» Set problem
Identify each line in the records below that contains the string "camouflage" with the same capitalization, and copy those lines out in full.

» Information provided
※ ※ ※
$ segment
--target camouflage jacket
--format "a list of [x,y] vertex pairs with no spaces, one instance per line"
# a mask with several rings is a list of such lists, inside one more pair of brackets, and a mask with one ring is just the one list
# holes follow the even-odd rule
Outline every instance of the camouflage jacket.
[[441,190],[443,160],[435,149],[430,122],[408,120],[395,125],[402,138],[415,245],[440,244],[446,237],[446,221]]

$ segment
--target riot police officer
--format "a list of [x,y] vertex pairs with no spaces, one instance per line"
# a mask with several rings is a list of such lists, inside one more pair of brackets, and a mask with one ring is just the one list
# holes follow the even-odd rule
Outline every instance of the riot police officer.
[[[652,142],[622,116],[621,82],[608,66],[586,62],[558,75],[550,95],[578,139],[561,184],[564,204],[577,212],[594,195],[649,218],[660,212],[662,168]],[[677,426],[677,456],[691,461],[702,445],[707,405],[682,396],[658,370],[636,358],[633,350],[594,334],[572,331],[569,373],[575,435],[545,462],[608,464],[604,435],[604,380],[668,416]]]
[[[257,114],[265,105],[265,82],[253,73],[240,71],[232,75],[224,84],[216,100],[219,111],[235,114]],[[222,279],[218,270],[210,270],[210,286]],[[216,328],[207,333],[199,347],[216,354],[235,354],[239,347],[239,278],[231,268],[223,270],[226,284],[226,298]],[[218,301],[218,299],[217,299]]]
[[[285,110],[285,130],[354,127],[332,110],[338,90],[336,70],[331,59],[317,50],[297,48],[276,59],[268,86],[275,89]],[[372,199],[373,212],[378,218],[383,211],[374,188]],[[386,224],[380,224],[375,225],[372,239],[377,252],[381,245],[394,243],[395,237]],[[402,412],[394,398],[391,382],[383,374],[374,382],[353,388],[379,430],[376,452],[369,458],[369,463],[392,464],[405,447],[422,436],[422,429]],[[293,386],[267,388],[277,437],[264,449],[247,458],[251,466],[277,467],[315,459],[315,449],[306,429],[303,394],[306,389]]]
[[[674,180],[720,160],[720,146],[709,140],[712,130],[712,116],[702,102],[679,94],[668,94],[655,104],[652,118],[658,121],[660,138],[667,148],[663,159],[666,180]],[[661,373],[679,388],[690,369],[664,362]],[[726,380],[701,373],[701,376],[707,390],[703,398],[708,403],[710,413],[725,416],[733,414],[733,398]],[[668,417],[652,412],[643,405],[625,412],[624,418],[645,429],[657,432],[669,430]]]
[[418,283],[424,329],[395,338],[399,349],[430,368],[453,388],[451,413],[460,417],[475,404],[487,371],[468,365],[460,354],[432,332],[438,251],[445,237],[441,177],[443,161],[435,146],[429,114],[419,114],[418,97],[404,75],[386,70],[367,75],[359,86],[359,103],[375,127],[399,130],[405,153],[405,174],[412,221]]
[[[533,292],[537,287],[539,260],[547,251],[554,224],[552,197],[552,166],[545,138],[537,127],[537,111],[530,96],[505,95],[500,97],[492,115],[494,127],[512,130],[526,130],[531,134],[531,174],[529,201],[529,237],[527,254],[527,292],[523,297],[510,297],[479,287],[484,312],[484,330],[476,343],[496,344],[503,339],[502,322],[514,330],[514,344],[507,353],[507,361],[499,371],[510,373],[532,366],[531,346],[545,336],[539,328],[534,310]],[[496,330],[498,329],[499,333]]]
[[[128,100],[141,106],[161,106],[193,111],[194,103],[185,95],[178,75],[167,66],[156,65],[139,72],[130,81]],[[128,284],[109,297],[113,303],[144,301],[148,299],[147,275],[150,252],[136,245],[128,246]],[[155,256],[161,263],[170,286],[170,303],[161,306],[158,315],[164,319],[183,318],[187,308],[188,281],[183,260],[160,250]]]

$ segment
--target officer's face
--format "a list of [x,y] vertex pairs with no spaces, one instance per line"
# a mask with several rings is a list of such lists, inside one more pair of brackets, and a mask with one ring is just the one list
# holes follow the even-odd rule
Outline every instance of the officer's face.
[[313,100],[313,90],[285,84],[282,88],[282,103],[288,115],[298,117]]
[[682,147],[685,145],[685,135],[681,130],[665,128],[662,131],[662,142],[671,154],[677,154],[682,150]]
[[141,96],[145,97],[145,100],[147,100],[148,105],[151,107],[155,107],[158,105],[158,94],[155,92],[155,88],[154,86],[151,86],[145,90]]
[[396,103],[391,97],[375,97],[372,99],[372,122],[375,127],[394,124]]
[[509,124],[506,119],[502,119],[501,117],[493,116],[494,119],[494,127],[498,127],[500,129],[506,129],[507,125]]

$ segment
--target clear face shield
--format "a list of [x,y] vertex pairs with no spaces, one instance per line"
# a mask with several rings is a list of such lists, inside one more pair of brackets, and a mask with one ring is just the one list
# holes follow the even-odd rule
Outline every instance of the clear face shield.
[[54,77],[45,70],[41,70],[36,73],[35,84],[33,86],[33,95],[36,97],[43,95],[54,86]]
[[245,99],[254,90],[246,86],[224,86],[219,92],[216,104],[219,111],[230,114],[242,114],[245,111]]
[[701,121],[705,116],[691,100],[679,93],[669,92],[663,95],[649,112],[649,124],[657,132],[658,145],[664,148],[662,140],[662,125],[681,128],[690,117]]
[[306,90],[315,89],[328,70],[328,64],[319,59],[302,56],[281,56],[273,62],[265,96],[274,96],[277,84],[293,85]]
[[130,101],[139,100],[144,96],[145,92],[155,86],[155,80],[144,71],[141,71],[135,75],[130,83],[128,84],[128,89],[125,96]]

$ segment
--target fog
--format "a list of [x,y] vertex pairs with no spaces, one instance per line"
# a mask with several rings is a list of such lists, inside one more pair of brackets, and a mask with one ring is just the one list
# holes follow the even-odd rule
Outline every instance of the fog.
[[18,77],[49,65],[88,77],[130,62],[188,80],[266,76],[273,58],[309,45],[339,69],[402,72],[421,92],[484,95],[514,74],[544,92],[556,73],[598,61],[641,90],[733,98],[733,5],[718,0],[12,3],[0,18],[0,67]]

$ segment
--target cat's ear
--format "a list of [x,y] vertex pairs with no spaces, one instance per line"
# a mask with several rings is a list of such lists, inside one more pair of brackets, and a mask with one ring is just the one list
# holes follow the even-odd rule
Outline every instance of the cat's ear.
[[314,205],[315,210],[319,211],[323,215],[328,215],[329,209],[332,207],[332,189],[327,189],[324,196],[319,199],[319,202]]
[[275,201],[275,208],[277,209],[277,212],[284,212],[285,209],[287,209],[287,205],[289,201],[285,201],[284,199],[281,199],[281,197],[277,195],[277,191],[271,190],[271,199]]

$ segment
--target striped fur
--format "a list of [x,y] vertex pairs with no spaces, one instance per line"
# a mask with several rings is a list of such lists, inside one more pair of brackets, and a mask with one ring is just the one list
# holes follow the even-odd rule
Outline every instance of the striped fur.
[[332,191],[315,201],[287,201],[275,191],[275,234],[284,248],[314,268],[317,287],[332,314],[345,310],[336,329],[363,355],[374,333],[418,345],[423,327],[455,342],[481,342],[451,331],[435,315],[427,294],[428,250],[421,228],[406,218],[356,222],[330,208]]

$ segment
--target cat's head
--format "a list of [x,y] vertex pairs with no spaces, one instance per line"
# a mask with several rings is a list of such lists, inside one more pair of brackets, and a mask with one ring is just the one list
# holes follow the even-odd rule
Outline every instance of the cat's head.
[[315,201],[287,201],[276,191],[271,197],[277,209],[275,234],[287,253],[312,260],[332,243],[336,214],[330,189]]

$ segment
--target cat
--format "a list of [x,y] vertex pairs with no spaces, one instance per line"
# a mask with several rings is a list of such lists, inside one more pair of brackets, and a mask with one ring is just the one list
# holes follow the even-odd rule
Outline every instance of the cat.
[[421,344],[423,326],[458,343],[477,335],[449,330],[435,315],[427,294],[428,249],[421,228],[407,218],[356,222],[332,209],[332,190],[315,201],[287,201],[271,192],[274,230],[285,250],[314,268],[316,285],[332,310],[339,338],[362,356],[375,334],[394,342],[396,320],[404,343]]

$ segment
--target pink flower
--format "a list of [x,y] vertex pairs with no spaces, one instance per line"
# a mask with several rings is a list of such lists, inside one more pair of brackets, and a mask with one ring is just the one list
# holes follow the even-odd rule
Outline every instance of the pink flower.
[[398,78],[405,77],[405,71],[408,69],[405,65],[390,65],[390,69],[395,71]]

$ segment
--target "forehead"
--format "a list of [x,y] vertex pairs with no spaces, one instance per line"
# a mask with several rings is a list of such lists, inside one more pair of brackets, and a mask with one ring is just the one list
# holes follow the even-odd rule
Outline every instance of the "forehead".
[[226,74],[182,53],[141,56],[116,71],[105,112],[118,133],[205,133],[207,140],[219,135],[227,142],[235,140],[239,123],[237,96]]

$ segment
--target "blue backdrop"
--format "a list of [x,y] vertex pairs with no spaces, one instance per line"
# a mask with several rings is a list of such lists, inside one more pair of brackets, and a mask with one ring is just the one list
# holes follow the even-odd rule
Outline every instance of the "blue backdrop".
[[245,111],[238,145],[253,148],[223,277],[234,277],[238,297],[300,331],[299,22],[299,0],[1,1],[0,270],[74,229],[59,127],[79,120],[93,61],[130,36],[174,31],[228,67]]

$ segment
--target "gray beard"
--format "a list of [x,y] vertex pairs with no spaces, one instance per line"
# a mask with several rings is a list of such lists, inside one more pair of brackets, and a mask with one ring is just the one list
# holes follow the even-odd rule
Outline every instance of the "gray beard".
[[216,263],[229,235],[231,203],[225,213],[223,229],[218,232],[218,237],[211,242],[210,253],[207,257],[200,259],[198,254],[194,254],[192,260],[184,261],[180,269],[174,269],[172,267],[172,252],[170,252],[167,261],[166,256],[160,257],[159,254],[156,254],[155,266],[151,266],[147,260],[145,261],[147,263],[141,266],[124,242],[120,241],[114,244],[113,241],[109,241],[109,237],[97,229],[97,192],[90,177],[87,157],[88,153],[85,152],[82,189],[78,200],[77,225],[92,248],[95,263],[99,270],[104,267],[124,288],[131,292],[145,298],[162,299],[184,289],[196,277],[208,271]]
※ ※ ※
» Right answer
--target camouflage jacket
Outline every instance of the camouflage jacket.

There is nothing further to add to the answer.